## START SOURCE EXCERPT
Today, more than three years later, AI is the least ‘chat’ it has ever been. Slowly but surely, it has transformed – although this process is effectively still ongoing – into a set of powerful tools that have a massive impact on the workflow for all of us in the industry, but also on many other things that I will not deal with in this text.
Where AI concretely contributes to my workflow today can be seen in every one of the phases mentioned above.
We are all witnesses to the fact that AI is used for more or less everything now: wedding vows, screenplays, copy, and so on. So very often, the project documentation we receive today has a clearly visible AI structure.
And that is certainly not a bad thing. AI is often very precise and clear, and already in this phase I can use AI to filter longer documentation or meeting summaries, so I can immediately get ready directions and move on to the next phase…
Design. 🙂
Yes, design, because one very X-factor phase – searching for inspiration – can now either be skipped or reduced to a much smaller level. And those were often empty hours of wandering around that you absolutely could not bill.
When it comes to the design phase itself, the palette of AI-based tools is unreal. And again, like before, I will not talk about exact timeframes here, but I will make direct comparisons.
Using adequate models, properly defined agents, skills, MCPs, and similar things, the design phase can be pushed almost to the level of a final product.
The question is whether the designer, as such, still makes sense in this process. I would say yes, absolutely.
I am still the one who has a vision. I am still the one giving concrete directions, defining the details, and using the tool in a way that gets it from point A to point B, the point I had in mind.
A design prepared like that can be converted into Figma and then adjusted nicely according to the needs of the project, if that is ever even necessary.
Development is certainly a phase where I am a bit more careful, because this is where that prepared design becomes an actual digital product.
So yes, it is absolutely possible to completely blindly vibe-code an entire website. But if you are delivering that product to a client, then you have to stand behind that work.
## END SOURCE EXCERPT
## START MATERIAL
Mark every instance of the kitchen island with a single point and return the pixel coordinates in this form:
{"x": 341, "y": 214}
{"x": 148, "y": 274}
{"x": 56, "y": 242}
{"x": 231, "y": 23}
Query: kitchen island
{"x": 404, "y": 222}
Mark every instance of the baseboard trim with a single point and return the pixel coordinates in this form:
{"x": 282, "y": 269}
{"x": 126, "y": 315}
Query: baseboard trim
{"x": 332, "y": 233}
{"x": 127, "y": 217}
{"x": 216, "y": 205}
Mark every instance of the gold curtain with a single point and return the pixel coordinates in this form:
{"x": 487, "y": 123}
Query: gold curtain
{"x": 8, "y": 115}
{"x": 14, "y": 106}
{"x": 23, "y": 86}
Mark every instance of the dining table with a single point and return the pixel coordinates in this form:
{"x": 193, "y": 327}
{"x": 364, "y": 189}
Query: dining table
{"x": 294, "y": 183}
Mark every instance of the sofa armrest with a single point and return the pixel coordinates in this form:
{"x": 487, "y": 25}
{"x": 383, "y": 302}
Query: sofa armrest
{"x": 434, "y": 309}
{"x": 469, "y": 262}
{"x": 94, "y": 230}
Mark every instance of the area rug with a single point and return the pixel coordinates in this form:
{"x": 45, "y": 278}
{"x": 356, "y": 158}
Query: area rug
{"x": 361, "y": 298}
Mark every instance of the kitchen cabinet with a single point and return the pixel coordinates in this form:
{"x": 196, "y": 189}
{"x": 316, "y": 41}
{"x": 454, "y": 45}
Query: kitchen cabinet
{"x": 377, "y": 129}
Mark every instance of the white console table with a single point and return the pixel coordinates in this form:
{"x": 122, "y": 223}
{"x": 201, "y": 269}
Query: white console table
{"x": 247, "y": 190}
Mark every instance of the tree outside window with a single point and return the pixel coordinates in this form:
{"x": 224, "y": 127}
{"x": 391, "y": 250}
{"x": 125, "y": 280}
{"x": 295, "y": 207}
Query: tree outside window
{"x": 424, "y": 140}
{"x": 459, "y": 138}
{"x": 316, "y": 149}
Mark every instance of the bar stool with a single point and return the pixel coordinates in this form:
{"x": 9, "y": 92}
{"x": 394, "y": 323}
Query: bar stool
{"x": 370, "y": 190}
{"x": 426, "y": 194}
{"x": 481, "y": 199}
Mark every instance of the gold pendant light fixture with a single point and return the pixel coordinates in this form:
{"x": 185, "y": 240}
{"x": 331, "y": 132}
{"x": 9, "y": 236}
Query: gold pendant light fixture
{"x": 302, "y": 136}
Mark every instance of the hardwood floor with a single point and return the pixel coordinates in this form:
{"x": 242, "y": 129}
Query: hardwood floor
## END MATERIAL
= TO BE DONE =
a - According to the excerpt on AI in design work, what can now happen to the phase of searching for inspiration?
b - List everything the excerpt on AI in design work names as the means that can push the design phase almost to the level of a final product.

= EXERCISE RESPONSES =
a - It can either be skipped or reduced to a much smaller level.

b - Adequate models, properly defined agents, skills, and MCPs.